**PROBLEM DETAILS:** Rewrite the listing below with every "Practice step" changed to "Exercise" and all else kept the same. Leave the pictures out of your answer.

**LISTED ENTRIES:**
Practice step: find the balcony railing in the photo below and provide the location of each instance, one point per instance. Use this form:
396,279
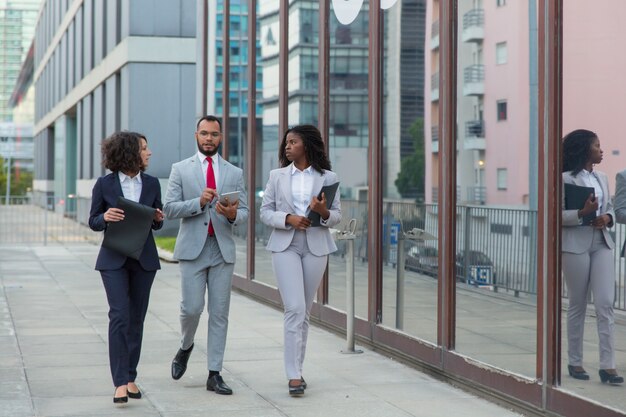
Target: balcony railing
473,26
474,74
474,18
475,128
474,80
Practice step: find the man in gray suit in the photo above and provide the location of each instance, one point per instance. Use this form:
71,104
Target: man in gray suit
620,200
205,247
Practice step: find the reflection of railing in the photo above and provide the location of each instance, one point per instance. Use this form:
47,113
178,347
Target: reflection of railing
475,17
475,128
474,74
500,241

**OUTPUT FOR THIS TASK:**
Exercise: find the balcony railing in the photo below and provide the location of each instance, one point per instance. Use this form:
396,279
Target: balcony railing
473,26
474,74
474,18
475,128
474,80
Exercise: find the man in gray suit in the photo above and provide the location of each instance, one point per instance. Use this form:
71,104
Target: man in gray suit
620,200
205,247
Exercise: find the reflection of railing in the photo above and provide the location of each instance, one point per instance. Use this form:
47,113
178,347
Target: reflection of railing
475,17
475,128
474,74
500,241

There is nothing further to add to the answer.